Image object location entries:
----------

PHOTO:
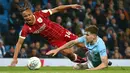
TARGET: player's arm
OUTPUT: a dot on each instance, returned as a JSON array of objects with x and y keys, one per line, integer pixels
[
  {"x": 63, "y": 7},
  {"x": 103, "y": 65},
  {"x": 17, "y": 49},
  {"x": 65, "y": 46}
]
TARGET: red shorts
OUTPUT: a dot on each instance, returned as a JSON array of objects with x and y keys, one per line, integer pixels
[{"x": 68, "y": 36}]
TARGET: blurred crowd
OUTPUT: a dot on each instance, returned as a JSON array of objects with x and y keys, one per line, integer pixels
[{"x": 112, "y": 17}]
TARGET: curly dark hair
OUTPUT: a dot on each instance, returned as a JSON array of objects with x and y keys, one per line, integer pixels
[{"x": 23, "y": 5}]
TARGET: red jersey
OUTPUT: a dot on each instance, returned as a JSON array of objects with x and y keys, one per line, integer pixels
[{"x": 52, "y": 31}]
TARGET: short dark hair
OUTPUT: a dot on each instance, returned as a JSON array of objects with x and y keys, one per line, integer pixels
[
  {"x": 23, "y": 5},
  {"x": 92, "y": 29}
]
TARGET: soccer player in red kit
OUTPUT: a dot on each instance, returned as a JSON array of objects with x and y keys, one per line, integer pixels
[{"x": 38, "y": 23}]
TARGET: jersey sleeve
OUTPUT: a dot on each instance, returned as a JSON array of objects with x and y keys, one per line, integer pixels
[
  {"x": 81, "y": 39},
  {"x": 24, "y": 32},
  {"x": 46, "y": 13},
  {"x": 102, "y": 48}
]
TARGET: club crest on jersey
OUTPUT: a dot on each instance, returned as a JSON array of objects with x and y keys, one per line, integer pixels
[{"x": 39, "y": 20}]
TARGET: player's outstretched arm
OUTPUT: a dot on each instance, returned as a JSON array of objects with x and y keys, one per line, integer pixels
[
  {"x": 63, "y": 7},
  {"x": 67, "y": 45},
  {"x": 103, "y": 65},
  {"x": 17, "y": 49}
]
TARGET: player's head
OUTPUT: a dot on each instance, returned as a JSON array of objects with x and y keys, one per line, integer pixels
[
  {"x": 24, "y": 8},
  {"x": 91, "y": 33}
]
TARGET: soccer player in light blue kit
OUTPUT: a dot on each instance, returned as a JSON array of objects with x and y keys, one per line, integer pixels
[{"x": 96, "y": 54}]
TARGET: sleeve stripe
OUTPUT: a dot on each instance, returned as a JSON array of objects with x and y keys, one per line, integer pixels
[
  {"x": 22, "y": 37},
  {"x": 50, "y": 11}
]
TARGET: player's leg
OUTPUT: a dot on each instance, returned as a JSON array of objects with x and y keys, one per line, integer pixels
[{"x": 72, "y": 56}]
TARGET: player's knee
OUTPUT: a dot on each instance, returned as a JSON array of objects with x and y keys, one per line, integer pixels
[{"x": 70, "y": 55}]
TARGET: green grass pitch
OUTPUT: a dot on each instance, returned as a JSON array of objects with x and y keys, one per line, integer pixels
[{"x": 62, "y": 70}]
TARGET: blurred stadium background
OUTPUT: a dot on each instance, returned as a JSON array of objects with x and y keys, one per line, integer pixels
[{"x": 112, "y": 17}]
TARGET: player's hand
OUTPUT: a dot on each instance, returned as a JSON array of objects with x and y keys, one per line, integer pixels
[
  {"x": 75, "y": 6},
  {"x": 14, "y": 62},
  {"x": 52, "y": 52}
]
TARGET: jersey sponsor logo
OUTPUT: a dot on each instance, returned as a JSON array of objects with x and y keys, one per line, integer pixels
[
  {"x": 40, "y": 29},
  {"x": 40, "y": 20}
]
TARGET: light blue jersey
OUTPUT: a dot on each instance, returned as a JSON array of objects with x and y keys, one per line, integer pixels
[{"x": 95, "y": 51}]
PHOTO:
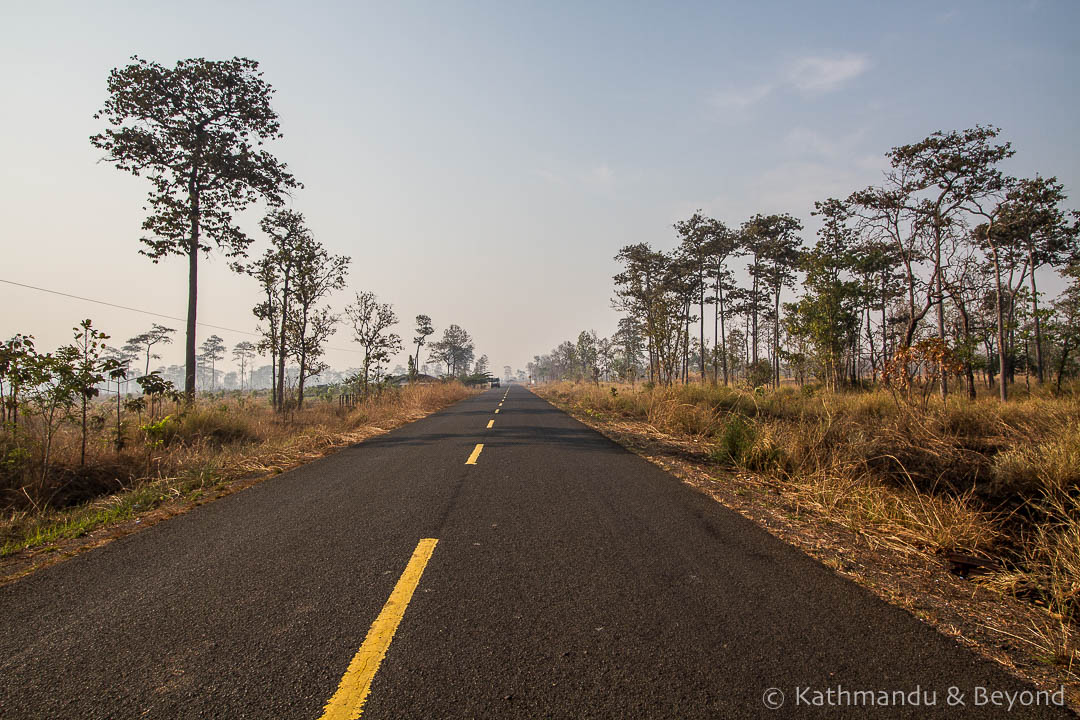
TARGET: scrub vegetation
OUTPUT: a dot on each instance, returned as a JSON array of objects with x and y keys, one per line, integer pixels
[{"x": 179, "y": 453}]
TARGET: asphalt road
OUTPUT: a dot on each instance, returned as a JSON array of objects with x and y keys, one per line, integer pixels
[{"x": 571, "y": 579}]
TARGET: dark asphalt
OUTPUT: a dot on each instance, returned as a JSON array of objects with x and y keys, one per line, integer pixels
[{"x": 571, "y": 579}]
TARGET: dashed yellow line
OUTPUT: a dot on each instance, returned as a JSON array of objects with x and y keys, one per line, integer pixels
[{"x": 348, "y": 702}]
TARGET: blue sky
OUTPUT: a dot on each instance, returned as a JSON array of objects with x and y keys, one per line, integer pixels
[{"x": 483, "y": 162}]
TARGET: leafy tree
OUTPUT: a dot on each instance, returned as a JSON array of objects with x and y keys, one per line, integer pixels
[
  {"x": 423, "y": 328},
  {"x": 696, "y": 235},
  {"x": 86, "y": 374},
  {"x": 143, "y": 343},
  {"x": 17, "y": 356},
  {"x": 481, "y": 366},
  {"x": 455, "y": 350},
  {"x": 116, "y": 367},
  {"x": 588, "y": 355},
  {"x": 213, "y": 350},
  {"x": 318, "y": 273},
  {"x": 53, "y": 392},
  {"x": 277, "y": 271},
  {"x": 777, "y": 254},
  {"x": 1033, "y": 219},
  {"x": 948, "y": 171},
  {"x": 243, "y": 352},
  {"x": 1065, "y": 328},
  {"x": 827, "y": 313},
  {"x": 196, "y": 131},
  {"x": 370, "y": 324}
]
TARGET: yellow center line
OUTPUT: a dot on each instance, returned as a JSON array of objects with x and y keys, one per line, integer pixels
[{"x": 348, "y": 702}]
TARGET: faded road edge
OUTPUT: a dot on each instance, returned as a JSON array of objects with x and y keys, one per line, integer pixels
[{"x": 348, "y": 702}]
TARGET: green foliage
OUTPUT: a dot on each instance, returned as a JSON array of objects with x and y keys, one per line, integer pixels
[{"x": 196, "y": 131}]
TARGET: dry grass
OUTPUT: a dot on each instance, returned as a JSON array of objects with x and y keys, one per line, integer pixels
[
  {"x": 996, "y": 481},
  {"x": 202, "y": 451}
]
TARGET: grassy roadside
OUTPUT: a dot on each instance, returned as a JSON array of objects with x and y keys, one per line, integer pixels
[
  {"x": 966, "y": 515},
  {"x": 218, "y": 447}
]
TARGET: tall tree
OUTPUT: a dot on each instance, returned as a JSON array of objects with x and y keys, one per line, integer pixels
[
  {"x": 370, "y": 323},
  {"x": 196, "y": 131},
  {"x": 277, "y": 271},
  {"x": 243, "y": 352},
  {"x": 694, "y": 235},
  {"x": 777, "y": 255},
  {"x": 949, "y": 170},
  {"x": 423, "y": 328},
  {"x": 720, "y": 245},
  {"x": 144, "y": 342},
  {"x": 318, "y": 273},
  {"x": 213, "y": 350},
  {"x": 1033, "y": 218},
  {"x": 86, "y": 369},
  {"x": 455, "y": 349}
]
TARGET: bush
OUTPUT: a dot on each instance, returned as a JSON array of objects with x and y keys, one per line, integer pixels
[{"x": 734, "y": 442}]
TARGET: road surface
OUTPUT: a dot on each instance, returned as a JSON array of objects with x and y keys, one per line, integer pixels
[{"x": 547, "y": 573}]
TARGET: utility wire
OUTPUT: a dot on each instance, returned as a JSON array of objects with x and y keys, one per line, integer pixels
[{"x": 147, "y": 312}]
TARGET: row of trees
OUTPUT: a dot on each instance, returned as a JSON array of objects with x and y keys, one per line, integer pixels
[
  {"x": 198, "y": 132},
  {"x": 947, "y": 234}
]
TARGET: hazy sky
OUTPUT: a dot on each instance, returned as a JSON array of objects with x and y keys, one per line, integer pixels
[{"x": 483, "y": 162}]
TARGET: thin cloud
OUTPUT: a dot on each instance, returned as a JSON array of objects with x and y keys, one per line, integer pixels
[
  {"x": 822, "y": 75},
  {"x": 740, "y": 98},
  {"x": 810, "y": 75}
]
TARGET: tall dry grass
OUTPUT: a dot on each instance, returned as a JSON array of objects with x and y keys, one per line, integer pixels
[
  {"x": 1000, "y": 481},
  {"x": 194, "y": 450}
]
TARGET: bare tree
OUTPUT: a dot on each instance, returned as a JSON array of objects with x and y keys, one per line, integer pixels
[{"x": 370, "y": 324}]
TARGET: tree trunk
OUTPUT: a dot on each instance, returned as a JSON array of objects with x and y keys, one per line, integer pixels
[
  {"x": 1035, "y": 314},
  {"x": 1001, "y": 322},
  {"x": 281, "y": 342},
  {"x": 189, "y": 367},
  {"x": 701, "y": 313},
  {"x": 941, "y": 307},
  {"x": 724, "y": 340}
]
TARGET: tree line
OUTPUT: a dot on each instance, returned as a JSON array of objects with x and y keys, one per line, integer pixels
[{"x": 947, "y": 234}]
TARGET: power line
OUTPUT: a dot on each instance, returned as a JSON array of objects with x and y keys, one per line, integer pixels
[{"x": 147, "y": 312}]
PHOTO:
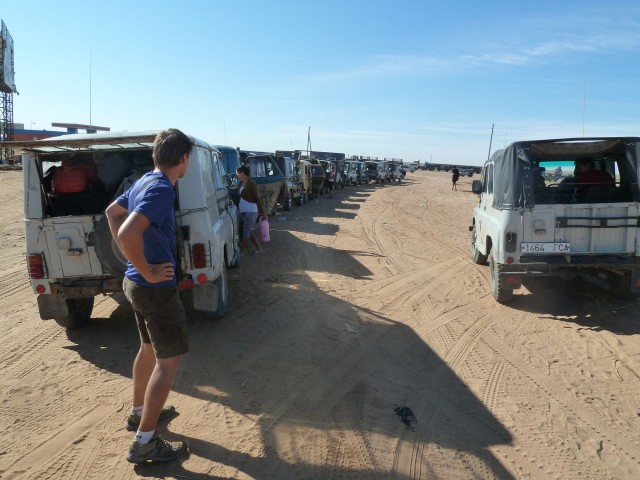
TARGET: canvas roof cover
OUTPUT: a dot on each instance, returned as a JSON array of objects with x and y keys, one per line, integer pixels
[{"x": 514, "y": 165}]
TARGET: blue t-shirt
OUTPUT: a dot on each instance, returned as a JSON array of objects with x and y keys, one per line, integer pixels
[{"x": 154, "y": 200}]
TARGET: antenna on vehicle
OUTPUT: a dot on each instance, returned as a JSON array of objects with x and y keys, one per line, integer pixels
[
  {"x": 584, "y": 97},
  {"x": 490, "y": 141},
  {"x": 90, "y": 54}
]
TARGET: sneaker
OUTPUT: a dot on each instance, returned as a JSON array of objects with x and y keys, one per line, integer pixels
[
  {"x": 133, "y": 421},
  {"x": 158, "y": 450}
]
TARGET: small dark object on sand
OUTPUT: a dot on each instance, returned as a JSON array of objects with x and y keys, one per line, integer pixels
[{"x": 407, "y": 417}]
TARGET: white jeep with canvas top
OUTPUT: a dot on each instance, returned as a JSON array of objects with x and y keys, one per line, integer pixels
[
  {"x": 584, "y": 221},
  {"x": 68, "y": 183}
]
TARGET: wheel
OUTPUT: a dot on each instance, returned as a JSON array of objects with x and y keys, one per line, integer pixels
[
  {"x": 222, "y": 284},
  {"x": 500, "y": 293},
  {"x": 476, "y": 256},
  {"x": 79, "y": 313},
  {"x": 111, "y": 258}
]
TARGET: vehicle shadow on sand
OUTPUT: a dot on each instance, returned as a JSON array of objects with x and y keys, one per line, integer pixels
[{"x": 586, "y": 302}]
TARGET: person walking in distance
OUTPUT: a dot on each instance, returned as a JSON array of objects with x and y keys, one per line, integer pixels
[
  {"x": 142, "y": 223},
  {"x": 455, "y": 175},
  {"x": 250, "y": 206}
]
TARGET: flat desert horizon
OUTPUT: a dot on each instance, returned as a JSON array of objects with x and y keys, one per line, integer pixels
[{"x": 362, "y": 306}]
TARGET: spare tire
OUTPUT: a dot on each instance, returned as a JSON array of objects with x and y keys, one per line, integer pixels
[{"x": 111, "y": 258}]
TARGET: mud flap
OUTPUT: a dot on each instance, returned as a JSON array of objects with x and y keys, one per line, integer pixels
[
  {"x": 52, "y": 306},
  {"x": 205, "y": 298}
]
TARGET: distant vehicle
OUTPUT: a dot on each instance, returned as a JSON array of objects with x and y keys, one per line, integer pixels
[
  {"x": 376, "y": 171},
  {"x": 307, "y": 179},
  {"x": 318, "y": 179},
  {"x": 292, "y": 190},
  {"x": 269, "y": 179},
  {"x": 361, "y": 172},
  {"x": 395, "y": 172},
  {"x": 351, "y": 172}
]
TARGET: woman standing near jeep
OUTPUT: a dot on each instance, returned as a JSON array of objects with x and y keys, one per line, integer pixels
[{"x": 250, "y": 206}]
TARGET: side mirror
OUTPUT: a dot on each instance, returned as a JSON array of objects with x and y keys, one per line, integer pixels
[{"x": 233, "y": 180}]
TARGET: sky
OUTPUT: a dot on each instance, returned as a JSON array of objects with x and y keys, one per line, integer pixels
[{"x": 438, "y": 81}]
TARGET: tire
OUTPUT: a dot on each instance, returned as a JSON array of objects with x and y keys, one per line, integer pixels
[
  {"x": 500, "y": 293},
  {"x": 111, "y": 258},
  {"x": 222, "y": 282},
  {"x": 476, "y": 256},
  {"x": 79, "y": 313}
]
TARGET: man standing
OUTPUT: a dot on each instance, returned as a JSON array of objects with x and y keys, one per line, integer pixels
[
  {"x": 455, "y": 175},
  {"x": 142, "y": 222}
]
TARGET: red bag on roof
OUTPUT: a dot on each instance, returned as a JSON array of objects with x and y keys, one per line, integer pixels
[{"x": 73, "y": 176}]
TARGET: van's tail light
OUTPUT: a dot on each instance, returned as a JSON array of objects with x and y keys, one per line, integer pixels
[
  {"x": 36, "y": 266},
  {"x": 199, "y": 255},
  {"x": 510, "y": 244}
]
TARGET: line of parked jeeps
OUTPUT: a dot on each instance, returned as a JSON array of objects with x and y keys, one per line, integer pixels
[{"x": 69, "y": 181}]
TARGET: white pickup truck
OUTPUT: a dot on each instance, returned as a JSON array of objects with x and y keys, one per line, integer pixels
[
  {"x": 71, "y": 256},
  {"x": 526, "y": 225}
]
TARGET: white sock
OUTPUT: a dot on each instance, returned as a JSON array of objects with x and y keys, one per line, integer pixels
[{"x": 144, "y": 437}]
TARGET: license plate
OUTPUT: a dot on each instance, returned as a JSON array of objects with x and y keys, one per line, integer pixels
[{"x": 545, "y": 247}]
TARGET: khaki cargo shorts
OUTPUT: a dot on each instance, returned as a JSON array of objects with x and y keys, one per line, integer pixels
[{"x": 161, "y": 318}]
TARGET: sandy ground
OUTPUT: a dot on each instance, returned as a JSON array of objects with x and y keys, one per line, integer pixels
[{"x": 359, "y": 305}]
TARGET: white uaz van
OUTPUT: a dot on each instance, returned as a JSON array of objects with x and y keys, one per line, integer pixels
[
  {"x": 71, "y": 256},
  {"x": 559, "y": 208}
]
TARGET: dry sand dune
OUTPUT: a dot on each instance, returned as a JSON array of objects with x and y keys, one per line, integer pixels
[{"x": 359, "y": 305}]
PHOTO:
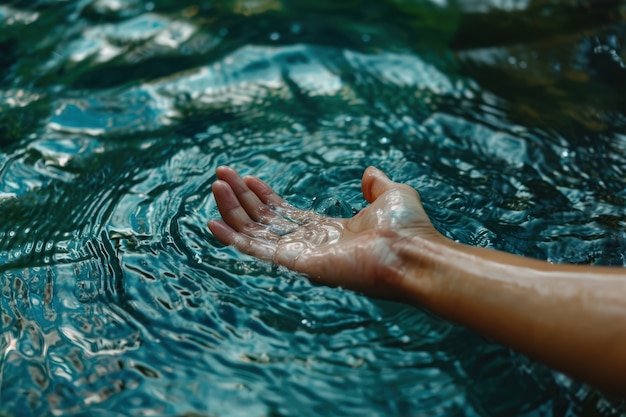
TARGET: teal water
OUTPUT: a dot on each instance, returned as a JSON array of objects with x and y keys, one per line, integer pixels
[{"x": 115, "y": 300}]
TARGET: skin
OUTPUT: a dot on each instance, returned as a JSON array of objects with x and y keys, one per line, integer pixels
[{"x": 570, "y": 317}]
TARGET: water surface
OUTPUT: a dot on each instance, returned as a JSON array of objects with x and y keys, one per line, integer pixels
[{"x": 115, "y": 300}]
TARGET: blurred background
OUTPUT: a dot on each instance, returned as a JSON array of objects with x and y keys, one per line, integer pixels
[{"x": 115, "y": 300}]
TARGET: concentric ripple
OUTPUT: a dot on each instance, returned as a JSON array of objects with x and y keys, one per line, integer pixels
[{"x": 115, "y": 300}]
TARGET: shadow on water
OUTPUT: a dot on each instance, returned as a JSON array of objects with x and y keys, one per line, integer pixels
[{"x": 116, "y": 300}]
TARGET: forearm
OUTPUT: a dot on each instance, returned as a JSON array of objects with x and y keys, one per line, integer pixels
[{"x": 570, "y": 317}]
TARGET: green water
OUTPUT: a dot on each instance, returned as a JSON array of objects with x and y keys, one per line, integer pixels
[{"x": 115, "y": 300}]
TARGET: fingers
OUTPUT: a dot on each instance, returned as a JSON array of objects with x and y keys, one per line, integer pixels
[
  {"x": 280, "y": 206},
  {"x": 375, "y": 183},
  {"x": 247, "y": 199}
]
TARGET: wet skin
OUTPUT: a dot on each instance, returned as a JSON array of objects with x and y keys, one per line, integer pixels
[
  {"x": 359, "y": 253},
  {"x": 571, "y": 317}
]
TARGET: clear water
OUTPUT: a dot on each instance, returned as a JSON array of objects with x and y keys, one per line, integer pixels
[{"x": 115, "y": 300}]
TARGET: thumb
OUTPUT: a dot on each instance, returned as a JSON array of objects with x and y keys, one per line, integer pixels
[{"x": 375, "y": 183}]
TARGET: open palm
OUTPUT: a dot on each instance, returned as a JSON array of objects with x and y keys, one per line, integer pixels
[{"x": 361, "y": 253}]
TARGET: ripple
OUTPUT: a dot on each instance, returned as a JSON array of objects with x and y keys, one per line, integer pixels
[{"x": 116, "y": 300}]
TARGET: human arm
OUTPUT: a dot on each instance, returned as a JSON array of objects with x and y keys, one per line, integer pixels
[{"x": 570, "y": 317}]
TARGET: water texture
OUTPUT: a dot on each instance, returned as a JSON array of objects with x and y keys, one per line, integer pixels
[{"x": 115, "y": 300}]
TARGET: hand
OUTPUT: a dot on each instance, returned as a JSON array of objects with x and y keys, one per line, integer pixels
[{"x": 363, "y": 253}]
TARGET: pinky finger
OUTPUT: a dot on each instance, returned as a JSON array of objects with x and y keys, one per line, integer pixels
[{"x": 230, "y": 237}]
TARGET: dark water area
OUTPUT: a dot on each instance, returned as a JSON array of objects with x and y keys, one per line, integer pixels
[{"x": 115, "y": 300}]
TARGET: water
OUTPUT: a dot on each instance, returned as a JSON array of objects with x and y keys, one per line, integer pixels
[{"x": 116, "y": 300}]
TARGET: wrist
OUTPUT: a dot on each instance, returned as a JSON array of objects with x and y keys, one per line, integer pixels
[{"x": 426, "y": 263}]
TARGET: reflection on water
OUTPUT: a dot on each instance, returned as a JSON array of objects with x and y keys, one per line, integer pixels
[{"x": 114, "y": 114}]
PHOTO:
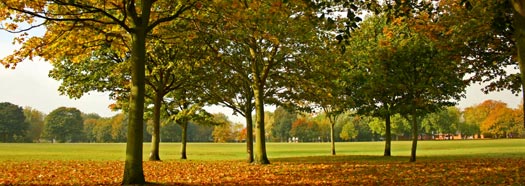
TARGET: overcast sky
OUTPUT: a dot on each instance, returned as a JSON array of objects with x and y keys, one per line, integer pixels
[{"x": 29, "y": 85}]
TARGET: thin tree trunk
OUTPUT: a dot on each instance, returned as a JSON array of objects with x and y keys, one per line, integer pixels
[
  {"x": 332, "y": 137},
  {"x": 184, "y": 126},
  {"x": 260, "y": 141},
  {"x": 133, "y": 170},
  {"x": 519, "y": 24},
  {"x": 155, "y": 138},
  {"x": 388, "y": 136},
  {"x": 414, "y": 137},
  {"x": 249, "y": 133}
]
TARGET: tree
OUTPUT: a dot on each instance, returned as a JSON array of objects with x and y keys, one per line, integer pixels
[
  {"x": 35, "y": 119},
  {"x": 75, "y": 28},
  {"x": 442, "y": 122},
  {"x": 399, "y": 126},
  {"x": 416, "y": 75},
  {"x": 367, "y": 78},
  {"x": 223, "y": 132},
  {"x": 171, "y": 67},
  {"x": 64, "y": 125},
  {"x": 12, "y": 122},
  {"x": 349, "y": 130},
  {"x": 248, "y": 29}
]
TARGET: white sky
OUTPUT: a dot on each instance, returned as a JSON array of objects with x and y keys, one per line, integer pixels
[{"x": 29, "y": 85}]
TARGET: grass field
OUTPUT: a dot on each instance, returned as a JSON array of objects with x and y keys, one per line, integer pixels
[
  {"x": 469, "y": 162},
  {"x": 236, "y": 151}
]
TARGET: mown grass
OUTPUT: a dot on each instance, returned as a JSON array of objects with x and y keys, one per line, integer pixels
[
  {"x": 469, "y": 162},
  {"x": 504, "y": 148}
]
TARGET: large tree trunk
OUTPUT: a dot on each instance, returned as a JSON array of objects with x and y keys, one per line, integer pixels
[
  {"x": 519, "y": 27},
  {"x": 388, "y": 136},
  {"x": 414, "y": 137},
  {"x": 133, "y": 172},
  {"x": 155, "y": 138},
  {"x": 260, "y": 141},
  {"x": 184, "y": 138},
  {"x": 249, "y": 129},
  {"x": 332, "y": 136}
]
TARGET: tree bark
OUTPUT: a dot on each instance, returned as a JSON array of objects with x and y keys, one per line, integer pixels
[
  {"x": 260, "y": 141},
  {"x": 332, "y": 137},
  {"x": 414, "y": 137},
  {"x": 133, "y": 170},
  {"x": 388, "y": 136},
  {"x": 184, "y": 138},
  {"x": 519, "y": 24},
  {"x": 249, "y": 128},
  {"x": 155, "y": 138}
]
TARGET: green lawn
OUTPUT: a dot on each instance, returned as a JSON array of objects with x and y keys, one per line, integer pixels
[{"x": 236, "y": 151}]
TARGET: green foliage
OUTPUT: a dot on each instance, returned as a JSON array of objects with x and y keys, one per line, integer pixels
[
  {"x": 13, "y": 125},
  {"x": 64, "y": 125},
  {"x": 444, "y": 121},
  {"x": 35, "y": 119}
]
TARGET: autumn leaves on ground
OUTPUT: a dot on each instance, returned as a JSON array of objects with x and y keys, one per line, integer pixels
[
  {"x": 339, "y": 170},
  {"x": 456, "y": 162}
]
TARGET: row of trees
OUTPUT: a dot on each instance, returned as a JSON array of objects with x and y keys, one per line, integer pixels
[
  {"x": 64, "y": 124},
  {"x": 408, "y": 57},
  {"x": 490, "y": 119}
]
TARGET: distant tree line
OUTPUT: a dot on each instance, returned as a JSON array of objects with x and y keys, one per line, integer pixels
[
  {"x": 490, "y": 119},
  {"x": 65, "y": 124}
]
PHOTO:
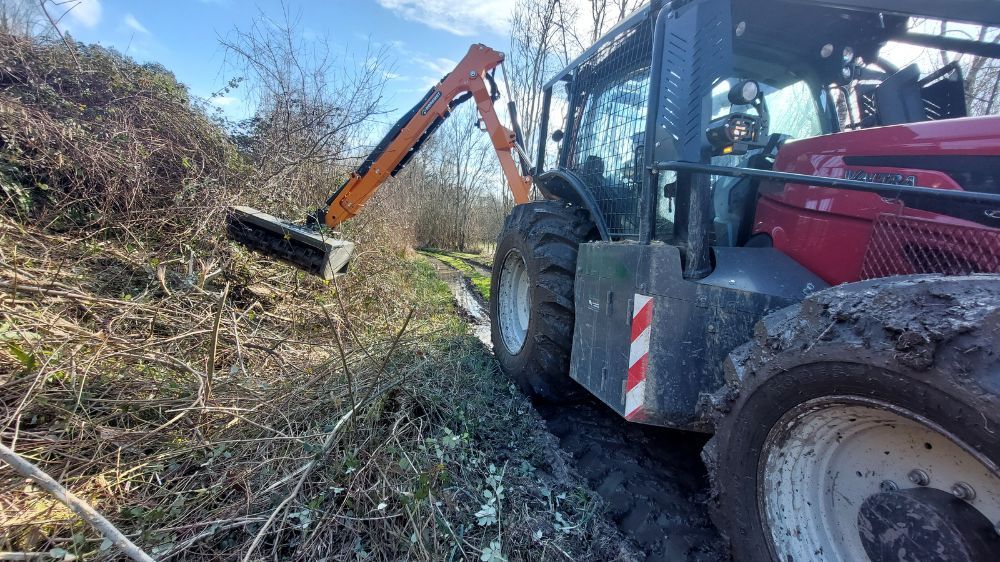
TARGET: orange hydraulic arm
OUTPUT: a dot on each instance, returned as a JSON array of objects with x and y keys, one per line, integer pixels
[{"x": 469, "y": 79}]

----------

:: Required task ::
Can the lines from the one with "TARGET: green lawn" to the end of the records above be quoted exactly, both ends included, with every picture omitted?

:: Answer below ::
TARGET: green lawn
OUTPUT: a dot on each instance, returned as a JSON array of objects with x and y keys, one per line, integer pixels
[{"x": 236, "y": 151}]
TARGET: green foliage
OUTPUT: a dot on each instance, returned as a JSON array of objects with x and y keys, one per line, integer pixels
[
  {"x": 13, "y": 125},
  {"x": 64, "y": 125},
  {"x": 444, "y": 121},
  {"x": 35, "y": 119}
]
TARGET: autumn leaves on ground
OUTPUT: a dot on each instance, returned as a JSON array of objects with x and y keys, one per line, integer pixels
[
  {"x": 339, "y": 170},
  {"x": 456, "y": 162}
]
TARGET: row of trees
OUTPUT: a dot on each instance, returned as a JSON array of objects with x and y keys, one per line, integer pixels
[
  {"x": 64, "y": 124},
  {"x": 408, "y": 57},
  {"x": 490, "y": 119}
]
TARGET: distant tree line
OUTPUT: a dot on each instance, returned as a JSON array of objects with x and y keys, one per line, integer pixels
[
  {"x": 490, "y": 119},
  {"x": 65, "y": 124}
]
PHOTO:
TARGET: orange hydraulic arm
OUTPUT: a dot on each instance, returned as a JSON array of objects with x and y keys, one per line, integer pixels
[{"x": 469, "y": 79}]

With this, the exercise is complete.